• **ACTIVITY A**
List every word in the blog comments that names a country, a nationality, or a group from a continent, in the form it appears.
• **ACTIVITY B**
Write what comes next in the blog comments about gifts and expat life, carrying on from the last sentence.

Sakina- We should not accept gifts as medical proffesionals you're right. But there's also the point to consider that not accepting them would be really offensive. Think if i refused the Islamic materials or the evening gown she had gone through all that trouble to get, for example..I do always tell them we are not supposed to accept, but they insist and literally stuff pockets with things :) In Finland it would be a different thing all together.

Anonymous said...

Dear Laylah,

I am actually an Indian male; ran into your blog trying to assess the situation for ladies before my wife travels to saudi. I can understand the islamic tradition of wearing the abaya and have recommended my wife to be more open minded about the religion. But What I am just not able to digest is, the way saudis treat expats; more so the Asians. ISnt it against Islam to project oneself as superior and even worse, make an excuse to be arrogant & harsh.? Islam as I understand promotes peace more than any other religion in the world. However, I dont see a sense of compassion / respect for the other here. I do see a lot of people accusing expats of taking away their jobs. But do they really believe their way of work ( extreme laziness) will keep their fabulous kingdom stable?

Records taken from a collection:
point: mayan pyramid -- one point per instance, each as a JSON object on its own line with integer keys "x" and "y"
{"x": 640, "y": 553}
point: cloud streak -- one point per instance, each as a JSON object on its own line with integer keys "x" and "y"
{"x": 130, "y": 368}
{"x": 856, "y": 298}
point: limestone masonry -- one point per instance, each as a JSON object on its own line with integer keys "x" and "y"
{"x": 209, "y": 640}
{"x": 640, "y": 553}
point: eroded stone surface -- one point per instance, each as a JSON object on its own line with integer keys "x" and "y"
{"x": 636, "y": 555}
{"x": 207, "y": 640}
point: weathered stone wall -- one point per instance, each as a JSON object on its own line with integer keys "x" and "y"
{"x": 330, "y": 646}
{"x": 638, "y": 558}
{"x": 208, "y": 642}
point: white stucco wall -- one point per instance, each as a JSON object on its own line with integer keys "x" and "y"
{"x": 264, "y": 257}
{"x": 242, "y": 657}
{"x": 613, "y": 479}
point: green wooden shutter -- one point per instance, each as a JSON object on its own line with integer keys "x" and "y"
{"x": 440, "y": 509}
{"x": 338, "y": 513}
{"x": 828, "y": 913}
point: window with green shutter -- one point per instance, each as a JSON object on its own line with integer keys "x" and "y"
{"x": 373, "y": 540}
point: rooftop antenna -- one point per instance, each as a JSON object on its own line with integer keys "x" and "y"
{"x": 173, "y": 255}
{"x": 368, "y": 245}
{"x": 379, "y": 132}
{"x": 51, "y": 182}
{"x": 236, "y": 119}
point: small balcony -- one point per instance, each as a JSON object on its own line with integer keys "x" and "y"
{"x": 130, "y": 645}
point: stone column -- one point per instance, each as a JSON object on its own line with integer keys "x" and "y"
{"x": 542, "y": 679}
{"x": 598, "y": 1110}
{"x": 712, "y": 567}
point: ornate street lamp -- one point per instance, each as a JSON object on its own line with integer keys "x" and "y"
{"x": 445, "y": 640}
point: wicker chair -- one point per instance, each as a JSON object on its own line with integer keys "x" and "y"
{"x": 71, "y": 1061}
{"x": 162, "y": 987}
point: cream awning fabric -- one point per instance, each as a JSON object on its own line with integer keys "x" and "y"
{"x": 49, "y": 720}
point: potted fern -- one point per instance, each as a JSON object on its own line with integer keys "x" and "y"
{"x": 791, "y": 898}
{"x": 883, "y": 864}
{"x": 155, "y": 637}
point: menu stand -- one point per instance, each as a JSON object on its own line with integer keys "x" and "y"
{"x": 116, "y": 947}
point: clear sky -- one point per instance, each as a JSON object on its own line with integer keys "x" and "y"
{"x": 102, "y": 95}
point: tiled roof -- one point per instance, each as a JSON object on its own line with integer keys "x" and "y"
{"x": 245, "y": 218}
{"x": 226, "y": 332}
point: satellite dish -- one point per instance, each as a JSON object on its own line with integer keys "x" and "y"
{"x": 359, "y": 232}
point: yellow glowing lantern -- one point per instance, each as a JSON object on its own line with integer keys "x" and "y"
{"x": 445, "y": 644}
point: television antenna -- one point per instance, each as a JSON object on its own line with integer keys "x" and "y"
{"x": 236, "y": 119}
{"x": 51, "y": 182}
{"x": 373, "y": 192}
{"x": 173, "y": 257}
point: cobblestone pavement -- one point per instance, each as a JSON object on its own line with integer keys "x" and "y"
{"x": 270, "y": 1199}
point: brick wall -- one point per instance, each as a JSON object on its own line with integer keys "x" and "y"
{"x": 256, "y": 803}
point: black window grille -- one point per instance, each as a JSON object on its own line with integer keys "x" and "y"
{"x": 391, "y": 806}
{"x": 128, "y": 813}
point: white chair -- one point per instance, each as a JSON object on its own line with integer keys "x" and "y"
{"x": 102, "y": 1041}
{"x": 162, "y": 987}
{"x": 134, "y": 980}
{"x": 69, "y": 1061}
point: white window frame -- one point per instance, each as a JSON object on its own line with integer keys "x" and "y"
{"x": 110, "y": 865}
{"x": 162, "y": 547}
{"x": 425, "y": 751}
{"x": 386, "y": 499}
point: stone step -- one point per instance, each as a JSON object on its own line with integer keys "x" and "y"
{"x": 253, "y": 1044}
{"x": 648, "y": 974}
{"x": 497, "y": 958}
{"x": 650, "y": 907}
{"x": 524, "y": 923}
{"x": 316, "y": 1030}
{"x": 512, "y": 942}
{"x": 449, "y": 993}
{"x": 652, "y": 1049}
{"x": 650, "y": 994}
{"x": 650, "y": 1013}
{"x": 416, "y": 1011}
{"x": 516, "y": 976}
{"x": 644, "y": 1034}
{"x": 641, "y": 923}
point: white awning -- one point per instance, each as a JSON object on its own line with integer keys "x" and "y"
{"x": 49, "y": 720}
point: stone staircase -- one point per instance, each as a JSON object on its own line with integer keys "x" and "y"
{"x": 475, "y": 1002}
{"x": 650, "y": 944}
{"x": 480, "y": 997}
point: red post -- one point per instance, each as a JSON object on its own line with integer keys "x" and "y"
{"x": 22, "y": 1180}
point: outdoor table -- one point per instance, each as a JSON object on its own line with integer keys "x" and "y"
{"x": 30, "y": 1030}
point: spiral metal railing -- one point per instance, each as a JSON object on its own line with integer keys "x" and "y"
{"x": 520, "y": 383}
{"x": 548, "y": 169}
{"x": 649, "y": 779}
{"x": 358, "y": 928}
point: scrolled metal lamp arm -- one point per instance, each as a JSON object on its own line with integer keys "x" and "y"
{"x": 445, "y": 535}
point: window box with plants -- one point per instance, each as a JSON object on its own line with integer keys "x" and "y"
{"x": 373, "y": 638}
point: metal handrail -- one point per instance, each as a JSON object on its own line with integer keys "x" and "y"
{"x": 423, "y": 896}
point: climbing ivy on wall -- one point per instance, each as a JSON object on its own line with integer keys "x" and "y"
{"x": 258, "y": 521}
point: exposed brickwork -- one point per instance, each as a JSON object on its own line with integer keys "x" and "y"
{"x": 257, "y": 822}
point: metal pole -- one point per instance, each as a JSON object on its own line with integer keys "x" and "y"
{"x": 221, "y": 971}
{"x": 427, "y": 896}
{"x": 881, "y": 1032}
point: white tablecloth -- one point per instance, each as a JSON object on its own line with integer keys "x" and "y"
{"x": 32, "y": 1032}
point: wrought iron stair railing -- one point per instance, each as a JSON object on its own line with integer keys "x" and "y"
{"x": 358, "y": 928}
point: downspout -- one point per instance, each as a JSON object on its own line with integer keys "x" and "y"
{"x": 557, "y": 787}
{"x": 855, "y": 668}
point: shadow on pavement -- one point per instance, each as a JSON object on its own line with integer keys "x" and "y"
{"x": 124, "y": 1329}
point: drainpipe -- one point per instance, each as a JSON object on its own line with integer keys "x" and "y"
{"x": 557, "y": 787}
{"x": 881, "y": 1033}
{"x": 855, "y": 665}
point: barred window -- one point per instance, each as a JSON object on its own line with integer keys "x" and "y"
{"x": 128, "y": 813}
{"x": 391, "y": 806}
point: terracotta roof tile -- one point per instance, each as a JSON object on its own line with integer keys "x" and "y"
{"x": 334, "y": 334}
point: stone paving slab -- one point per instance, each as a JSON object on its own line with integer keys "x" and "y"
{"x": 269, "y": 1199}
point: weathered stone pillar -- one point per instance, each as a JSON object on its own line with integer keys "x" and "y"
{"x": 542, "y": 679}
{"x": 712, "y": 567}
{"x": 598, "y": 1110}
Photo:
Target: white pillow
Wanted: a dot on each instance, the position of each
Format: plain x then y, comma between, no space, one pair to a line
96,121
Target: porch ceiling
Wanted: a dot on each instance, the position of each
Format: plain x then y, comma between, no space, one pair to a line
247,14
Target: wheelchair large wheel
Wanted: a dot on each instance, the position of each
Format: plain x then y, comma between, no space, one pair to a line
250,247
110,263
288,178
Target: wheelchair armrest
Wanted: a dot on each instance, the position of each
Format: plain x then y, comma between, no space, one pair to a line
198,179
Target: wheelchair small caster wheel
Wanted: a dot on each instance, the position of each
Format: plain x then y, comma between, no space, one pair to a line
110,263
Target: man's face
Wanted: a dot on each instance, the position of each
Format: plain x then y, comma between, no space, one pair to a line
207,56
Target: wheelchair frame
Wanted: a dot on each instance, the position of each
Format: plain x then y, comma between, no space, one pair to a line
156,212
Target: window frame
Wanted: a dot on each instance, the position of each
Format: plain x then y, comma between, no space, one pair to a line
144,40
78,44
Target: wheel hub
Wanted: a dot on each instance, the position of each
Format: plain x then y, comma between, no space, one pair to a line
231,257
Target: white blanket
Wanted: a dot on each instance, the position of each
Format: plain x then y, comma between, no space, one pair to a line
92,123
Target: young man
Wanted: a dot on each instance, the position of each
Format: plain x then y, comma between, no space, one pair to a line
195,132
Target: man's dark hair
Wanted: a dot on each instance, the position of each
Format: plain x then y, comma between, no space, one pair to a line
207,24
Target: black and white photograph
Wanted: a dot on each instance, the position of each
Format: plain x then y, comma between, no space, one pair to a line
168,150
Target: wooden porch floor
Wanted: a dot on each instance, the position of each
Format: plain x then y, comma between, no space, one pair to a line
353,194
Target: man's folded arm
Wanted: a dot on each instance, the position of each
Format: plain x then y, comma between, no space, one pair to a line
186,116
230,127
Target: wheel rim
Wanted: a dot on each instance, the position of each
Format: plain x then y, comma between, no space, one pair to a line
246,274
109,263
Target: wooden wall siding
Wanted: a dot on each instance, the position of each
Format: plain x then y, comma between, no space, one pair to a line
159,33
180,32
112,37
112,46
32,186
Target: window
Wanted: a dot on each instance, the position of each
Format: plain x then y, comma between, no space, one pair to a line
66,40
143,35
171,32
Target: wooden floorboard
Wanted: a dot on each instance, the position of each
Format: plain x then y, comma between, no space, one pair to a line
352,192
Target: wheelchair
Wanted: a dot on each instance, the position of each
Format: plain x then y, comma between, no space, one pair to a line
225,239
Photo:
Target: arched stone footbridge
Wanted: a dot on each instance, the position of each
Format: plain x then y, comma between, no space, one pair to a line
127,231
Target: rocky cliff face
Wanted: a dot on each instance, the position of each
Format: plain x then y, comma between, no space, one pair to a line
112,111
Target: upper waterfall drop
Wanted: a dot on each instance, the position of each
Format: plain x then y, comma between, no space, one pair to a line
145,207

• **ANSWER AREA A**
Finland, Indian, saudi, saudis, Asians

• **ANSWER AREA B**
Unknown said...

Thanks Laylah for this fantastic blog. I thoroughly enjoyed reading it. The "Saudi Hospitality" entry makes me laugh...because I could so relate to the ward "gathering" event. When my Lebanese husband got admitted into the hospital in Singapore, we had a Sushi and Cake Party LOL!! My Poor husband could not eat any due to liquid only diet restriction due to esophagus hernia. Nevertheless, it must have speed up his recovery seeing those food makes him wanna heal faster. LOL! Great blog! Love it! :)

Singapore Girl ;)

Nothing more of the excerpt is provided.